Jusqu’en milieu de journée, il n’a pas été possible de voir des opérations d’achat de voix, même si les rumeurs allaient bon train. Mais les deux dernières heures de vote sont souvent les plus propices à de telles malversations.
C’est plutôt dans les beaux quartiers que la liste des indépendants a des chances de recueillir des voix. « C’est la première fois que je vote, je suis très enthousiaste », s’exclame Rawan Ghalayini, venue voter à l’école Chakib Arslane à Verdun, où défilent les femmes élégantes, portant leur it bag. « Il faut qu’il y ait un changement dans le pays. Nous voulons des actes, pas seulement des paroles », explique la jeune fille, qui ne travaille pas, venue accompagnée de sa mère. « Nous voulons changer toute l’ancienne équipe. Nous les avons déjà essayés », lâche un autre électeur.
C’est là que Saad Hariri a voté dimanche matin, dans une atmosphère de kermesse. Mais qui n’est pas partagée par tous, même parmi ses électeurs potentiels : « Je me sens désespéré, frustré. C’est le confessionnalisme dans toute sa gloire, il suffit de voir le découpage électoral de Beyrouth », affirme Mohammad Berjaoui, un instituteur de 35 ans.

▬▬▬▬▬▬

* ACTIONS DEMANDÉES:
**a.** D'après l'extrait, dans quelle école Rawan Ghalayini est-elle venue voter ?
**b.** Recopiez le passage de l'extrait qui va de « Jusqu’en milieu de » jusqu'à « de telles malversations. ».
Les lignes qui viennent après sont à part et n'ont rien à voir avec l'extrait.

▬▬▬▬▬▬

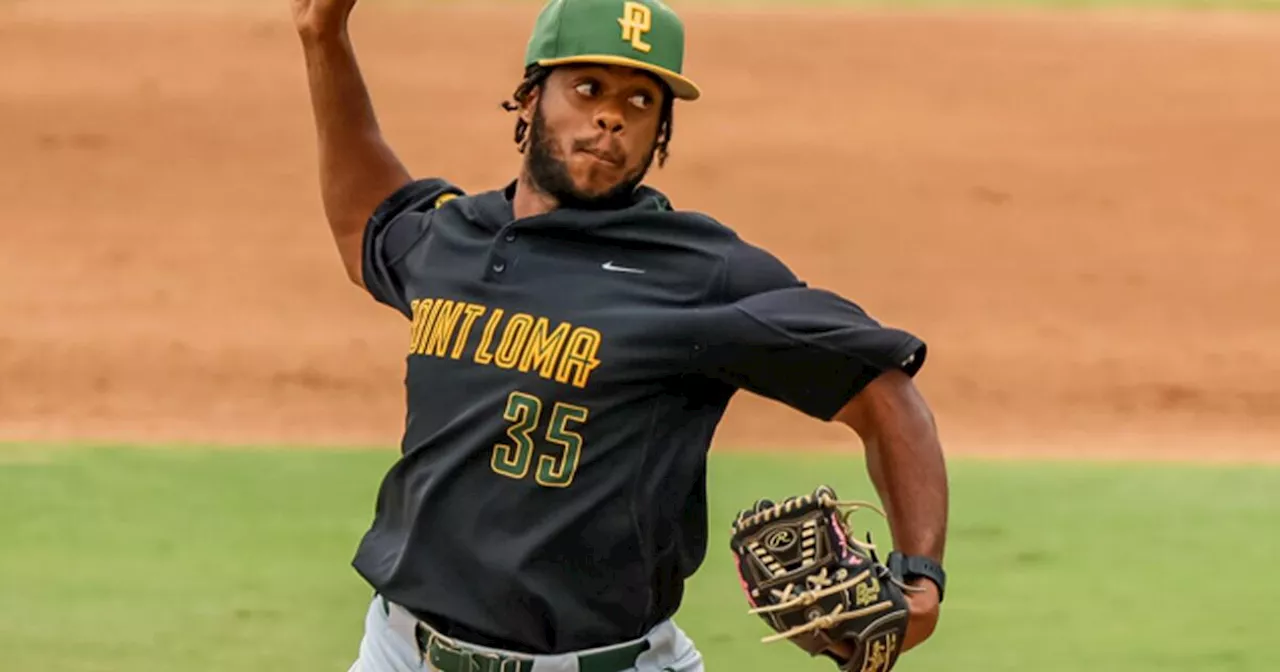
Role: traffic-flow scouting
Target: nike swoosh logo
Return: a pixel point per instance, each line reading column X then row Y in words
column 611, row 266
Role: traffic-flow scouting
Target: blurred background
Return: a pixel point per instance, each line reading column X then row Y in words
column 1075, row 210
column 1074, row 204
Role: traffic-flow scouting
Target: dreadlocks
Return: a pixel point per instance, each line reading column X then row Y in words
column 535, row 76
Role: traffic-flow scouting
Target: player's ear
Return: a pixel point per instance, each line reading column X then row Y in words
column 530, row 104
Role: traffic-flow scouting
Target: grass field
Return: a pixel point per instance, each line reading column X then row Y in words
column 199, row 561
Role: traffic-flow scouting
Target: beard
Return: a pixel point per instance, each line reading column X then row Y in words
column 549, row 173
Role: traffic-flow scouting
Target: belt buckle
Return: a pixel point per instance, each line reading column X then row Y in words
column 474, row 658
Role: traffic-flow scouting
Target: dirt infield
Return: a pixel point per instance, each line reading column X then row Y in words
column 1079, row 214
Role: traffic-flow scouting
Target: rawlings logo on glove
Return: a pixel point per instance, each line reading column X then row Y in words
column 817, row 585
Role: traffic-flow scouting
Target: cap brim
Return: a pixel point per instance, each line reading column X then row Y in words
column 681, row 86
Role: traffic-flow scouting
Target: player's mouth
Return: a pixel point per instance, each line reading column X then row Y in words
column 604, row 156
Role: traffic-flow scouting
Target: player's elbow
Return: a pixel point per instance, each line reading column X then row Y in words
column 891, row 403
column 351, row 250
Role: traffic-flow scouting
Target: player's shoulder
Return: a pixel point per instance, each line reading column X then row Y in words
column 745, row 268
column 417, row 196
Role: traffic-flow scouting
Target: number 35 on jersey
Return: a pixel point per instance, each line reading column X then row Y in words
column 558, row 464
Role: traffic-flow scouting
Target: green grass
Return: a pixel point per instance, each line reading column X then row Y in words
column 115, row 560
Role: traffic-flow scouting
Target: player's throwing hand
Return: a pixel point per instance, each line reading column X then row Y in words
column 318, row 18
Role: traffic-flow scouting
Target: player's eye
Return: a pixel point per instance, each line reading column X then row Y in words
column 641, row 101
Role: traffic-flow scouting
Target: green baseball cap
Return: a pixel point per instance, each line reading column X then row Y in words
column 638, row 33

▬▬▬▬▬▬

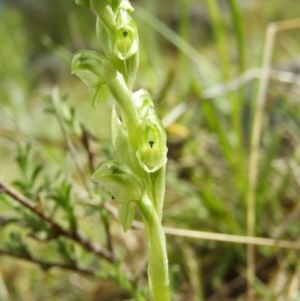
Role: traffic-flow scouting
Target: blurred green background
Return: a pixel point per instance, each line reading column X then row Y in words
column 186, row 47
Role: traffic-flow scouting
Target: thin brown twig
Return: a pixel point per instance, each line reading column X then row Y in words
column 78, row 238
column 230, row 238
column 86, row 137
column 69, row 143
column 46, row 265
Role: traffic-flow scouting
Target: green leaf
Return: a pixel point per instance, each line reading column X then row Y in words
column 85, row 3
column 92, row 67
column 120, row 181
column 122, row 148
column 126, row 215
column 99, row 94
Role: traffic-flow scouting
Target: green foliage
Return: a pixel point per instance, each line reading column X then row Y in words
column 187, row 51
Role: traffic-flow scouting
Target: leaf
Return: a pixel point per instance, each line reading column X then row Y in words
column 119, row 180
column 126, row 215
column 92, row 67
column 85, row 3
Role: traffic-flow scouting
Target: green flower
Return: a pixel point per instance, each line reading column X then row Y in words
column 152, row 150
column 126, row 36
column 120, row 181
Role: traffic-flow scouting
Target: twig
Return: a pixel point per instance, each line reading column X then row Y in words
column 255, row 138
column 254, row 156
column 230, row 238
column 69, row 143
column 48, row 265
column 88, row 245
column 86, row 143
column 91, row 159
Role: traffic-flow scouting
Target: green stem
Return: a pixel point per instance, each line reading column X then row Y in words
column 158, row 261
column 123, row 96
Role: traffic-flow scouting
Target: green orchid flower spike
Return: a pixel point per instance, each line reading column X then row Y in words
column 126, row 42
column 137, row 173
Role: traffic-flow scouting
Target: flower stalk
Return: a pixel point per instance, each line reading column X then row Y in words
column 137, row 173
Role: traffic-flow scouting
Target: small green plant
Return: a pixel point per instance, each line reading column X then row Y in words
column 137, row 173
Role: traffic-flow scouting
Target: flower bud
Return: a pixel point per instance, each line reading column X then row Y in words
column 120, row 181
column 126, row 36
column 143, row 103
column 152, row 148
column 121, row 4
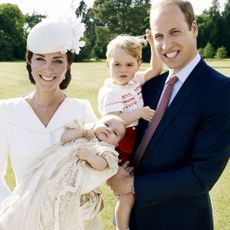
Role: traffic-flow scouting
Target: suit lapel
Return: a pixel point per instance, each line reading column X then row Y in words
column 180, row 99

▬▬▬▬▬▬

* LISTE DES RÉPONSES:
**a.** À l'école Chakib Arslane, à Verdun.

**b.**
Jusqu’en milieu de journée, il n’a pas été possible de voir des opérations d’achat de voix, même si les rumeurs allaient bon train. Mais les deux dernières heures de vote sont souvent les plus propices à de telles malversations.